- [Given problem]
All records are to be retyped faithfully and completely.

+--

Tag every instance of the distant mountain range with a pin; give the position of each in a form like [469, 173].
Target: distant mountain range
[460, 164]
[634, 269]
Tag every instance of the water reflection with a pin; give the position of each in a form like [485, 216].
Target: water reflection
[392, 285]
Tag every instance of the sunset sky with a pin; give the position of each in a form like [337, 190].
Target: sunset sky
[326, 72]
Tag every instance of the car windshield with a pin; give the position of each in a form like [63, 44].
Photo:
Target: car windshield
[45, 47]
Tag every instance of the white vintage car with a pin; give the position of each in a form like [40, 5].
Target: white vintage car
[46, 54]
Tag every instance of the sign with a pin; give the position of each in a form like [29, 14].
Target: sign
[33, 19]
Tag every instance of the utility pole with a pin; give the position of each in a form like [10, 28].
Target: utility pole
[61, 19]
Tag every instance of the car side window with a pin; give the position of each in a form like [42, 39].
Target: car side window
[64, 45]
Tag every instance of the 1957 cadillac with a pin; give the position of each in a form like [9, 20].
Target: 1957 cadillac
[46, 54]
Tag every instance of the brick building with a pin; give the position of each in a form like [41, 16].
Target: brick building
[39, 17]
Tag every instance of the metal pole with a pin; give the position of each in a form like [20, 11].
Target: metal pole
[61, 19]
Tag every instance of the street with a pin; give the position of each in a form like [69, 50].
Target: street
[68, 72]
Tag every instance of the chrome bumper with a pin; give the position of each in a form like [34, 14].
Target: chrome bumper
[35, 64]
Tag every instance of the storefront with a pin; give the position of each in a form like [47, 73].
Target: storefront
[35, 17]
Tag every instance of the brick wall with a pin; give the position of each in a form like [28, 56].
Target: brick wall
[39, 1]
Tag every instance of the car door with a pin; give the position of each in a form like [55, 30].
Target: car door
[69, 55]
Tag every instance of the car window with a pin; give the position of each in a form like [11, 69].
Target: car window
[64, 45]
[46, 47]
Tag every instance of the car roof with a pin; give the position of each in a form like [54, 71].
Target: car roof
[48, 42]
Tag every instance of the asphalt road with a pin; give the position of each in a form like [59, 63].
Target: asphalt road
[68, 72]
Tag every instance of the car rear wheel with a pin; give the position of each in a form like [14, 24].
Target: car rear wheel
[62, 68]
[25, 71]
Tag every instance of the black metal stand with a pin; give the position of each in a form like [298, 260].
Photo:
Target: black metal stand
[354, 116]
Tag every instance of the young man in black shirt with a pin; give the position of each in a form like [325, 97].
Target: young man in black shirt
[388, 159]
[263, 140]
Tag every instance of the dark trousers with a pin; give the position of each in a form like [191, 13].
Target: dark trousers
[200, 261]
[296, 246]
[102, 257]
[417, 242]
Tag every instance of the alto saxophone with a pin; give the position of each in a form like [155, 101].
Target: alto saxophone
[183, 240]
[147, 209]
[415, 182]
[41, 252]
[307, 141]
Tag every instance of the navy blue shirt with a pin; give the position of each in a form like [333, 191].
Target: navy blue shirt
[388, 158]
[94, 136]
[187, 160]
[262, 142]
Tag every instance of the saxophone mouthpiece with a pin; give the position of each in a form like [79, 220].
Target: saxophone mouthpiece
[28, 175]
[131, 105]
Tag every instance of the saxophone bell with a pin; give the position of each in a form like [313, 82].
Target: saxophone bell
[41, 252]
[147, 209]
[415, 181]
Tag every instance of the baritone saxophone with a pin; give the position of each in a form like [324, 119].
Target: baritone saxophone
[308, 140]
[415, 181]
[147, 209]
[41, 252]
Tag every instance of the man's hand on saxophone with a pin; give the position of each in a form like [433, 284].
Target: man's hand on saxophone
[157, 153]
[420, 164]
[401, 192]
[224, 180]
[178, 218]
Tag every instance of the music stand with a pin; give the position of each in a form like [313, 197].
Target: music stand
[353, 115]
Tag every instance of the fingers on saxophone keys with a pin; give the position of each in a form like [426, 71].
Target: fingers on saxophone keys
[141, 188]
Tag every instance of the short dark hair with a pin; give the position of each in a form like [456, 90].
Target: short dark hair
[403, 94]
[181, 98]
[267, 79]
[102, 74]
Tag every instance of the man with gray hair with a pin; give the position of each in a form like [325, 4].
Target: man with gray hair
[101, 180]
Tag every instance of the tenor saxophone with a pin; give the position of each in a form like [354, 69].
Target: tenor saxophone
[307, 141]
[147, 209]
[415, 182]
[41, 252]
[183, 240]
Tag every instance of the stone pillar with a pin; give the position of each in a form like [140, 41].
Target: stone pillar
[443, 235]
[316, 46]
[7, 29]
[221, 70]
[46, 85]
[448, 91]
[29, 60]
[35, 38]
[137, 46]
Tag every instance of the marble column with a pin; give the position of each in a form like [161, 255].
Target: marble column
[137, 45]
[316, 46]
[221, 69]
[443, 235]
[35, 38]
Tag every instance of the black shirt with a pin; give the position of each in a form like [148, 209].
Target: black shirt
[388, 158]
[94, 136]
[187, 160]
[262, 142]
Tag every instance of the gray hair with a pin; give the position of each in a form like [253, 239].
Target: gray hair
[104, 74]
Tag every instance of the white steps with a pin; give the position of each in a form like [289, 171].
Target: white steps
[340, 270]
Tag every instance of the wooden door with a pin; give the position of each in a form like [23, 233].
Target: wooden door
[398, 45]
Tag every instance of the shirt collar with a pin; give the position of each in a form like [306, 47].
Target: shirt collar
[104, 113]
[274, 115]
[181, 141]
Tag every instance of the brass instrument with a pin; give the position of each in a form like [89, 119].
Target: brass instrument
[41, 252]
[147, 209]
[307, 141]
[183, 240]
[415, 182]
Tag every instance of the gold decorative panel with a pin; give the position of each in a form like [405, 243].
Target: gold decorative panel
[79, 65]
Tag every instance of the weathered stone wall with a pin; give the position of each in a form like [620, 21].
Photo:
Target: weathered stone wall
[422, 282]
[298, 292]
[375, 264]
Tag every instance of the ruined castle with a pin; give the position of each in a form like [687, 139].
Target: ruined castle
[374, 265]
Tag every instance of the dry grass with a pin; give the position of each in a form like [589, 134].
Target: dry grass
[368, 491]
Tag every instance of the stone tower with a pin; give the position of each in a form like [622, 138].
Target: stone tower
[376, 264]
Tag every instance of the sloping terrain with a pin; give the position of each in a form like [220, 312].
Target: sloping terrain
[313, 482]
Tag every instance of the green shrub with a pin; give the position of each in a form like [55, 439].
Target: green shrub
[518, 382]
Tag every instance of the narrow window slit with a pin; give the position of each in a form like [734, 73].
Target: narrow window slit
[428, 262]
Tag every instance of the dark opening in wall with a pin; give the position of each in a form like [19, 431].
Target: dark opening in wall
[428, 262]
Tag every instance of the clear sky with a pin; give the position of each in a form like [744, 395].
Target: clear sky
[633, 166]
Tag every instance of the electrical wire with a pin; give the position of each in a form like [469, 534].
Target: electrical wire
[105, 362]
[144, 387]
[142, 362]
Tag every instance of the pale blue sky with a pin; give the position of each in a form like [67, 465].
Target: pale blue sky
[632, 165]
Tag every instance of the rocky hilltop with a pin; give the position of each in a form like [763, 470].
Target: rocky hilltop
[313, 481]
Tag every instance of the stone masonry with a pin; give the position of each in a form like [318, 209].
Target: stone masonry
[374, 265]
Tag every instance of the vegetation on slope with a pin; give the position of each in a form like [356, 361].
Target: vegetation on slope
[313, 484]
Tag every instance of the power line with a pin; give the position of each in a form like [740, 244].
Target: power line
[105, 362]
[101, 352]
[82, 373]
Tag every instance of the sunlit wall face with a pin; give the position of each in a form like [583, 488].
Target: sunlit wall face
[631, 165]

+--

- [Full solution]
Tag every instance of the distant mountain range with a pin; give the position of each in a form like [469, 173].
Target: distant mountain range
[460, 164]
[634, 269]
Tag every instance of the water reflection with a pin; give the position of each in a form like [485, 216].
Target: water reflection
[392, 285]
Tag every instance of the sunset sky with a pin; give the position of each in a form like [337, 190].
Target: sunset sky
[326, 72]
Tag every instance of the car windshield with a pin; give the position of each in a form like [63, 44].
Photo:
Target: car windshield
[45, 47]
Tag every instance of the white vintage car with a pin; give the position of each in a form like [40, 5].
Target: white vintage car
[46, 54]
Tag every instance of the sign with a pin; give the position of each in a form like [29, 14].
Target: sign
[33, 19]
Tag every instance of the utility pole with a pin; give the position of each in a form like [10, 28].
Target: utility pole
[61, 19]
Tag every instance of the car side window with a pin; give the position of each in a form like [42, 39].
Target: car side window
[64, 45]
Tag every instance of the 1957 cadillac with a pin; give the position of each in a form like [9, 20].
Target: 1957 cadillac
[46, 54]
Tag every instance of the brick building with a pin; give the position of each in a form like [41, 16].
Target: brick building
[39, 17]
Tag every instance of the metal pole with a pin; give the position of each in a form like [20, 11].
Target: metal pole
[61, 19]
Tag every instance of the street with a pin; give the position of each in a form like [69, 50].
Target: street
[68, 72]
Tag every instance of the chrome bumper with a pin; give the position of each in a form like [34, 14].
Target: chrome bumper
[35, 64]
Tag every instance of the storefront with a pin; give the position of each in a form like [47, 73].
Target: storefront
[35, 17]
Tag every instance of the brick wall with a pin; give the position of each in a form like [28, 56].
Target: brick wall
[39, 1]
Tag every instance of the car door with a pin; give the position of each in a form like [55, 30].
Target: car door
[69, 55]
Tag every instance of the car window with a pin; give the position of each in a form like [11, 69].
Target: car window
[64, 45]
[46, 47]
Tag every instance of the car roof with a pin; give the position of each in a form like [54, 71].
Target: car roof
[48, 42]
Tag every instance of the asphalt road with a pin; give the position of each in a form like [59, 63].
Target: asphalt road
[68, 72]
Tag every instance of the car rear wheel with a pin; give the position of each in a form like [14, 24].
Target: car rear wheel
[62, 68]
[25, 71]
Tag every instance of the black metal stand with a pin; give the position of each in a form like [298, 260].
Photo:
Target: black metal stand
[354, 116]
Tag every instance of the young man in black shirt with a pin; give the position of each in a form like [325, 97].
Target: young man in black shirt
[388, 159]
[263, 140]
Tag every instance of the dark trousers with a pin; give the position of each in a form like [191, 13].
Target: dark trousers
[200, 261]
[296, 246]
[102, 257]
[417, 242]
Tag every instance of the alto saxophone with a pin; give the position of each in a form like [155, 101].
Target: alto saxophone
[183, 240]
[147, 209]
[415, 182]
[41, 252]
[307, 141]
Tag every instance of the navy blue shirt with a pin; give the position of each in a form like [333, 191].
Target: navy blue shirt
[388, 158]
[94, 136]
[187, 160]
[262, 142]
Tag every instance of the saxophone mouthpiece with a pin; give the position of each in a form like [79, 220].
Target: saxophone mouthpiece
[28, 175]
[131, 105]
Tag every instance of the saxophone bell with a pin; give the position of each in a form like [313, 82].
Target: saxophone bell
[41, 252]
[147, 209]
[415, 181]
Tag every instance of the baritone saxophone with a pin; give the position of each in a form like [324, 119].
Target: baritone saxophone
[308, 140]
[415, 181]
[147, 209]
[41, 252]
Tag every instance of the man's hand on saxophone with a pin; give the position of each in a form like [433, 284].
Target: man's hand on saxophone
[157, 153]
[420, 164]
[401, 192]
[224, 180]
[178, 218]
Tag every instance of the music stand with a pin; give the position of each in a form like [313, 197].
Target: music stand
[353, 115]
Tag every instance of the fingers on saxophone keys with a pin; give the position of each in a form like [426, 71].
Target: fingers on saxophone keys
[141, 188]
Tag every instance of the short dark hair with a pin; give the position of each in a form like [456, 90].
Target: short dark hair
[403, 94]
[181, 98]
[267, 79]
[102, 74]
Tag every instance of the man with gray hair with a pin; give the position of each in a form like [325, 4].
Target: man with gray hair
[101, 180]
Tag every instance of the tenor saxophone with a pin; give the position of each in a form like [354, 69].
Target: tenor saxophone
[307, 141]
[147, 209]
[415, 182]
[41, 252]
[183, 240]
Tag every instance of the stone pillar with a pin; give the position of each in a form like [140, 41].
Target: stone pillar
[443, 235]
[316, 46]
[7, 29]
[221, 70]
[46, 85]
[448, 91]
[29, 60]
[35, 38]
[137, 46]
Tag every instance of the marble column with a pin; give the position of each in a form like [161, 255].
Target: marble column
[137, 45]
[316, 46]
[221, 69]
[443, 235]
[35, 38]
Tag every instance of the black shirt with a pin; give the position of each in a form like [148, 209].
Target: black shirt
[388, 158]
[94, 136]
[187, 160]
[262, 142]
Tag every instance of the gray hair with a pin; give the position of each in a form like [253, 239].
Target: gray hair
[104, 74]
Tag every instance of the white steps with a pin; give the position of each in a form like [289, 171].
Target: white steps
[340, 270]
Tag every instance of the wooden door with a pin; give the position of each in a form like [23, 233].
Target: wooden door
[398, 45]
Tag every instance of the shirt collar with a pin; give the position of each in a form like [306, 47].
Target: shirt collar
[104, 113]
[274, 115]
[181, 141]
Tag every instance of the brass instrument with a pin; give the position of each in a form like [89, 119].
Target: brass instrument
[41, 252]
[147, 209]
[307, 141]
[183, 240]
[415, 182]
Tag every instance of the gold decorative panel with a pin; give the position of each in a form like [405, 243].
Target: gold decorative panel
[79, 65]
Tag every instance of the weathered stone wall with a pin; give the position of each in a form like [620, 21].
Photo:
Target: weathered stone wall
[422, 282]
[298, 292]
[375, 264]
Tag every instance of the ruined castle with a pin; give the position of each in a form like [687, 139].
Target: ruined castle
[374, 265]
Tag every instance of the dry grass with a pin; give the position of each in a form like [589, 134].
Target: dry grass
[368, 491]
Tag every instance of the stone tower with a pin; give the position of each in a form like [622, 138].
Target: stone tower
[376, 264]
Tag every instance of the sloping terrain with a pin; give the position of each in a form like [220, 312].
Target: sloping terrain
[313, 482]
Tag every instance of the green shrub with a pin; give the position of each in a form like [55, 439].
Target: green shrub
[518, 382]
Tag every instance of the narrow window slit with a pin; give the position of each in a form like [734, 73].
Target: narrow window slit
[428, 262]
Tag every instance of the dark opening in wall with a pin; give the position of each in a form like [19, 431].
Target: dark opening in wall
[428, 262]
Tag every instance of the clear sky with a pin; give the position of each in a form like [744, 395].
Target: clear sky
[633, 166]
Tag every instance of the electrical wire with a pin; give the position of each in a form like [469, 534].
Target: electrical wire
[105, 362]
[144, 387]
[142, 362]
Tag every instance of the pale blue sky with a pin; give the position of each in a form like [67, 465].
Target: pale blue sky
[632, 165]
Tag every instance of the rocky hilltop with a pin; give the position of each in a form like [763, 470].
Target: rocky hilltop
[313, 481]
Tag every instance of the stone masonry with a pin; give the position of each in a form like [318, 209].
Target: stone masonry
[374, 265]
Tag every instance of the vegetation on slope with a pin; give the position of each in a form like [356, 361].
Target: vegetation on slope
[313, 484]
Tag every instance of the power line with a pin; give the position of each in a form like [740, 244].
Target: power line
[105, 362]
[101, 352]
[82, 373]
Tag every instance of the sunlit wall face with a pin; give the position of each in a form like [583, 488].
Target: sunlit wall face
[631, 165]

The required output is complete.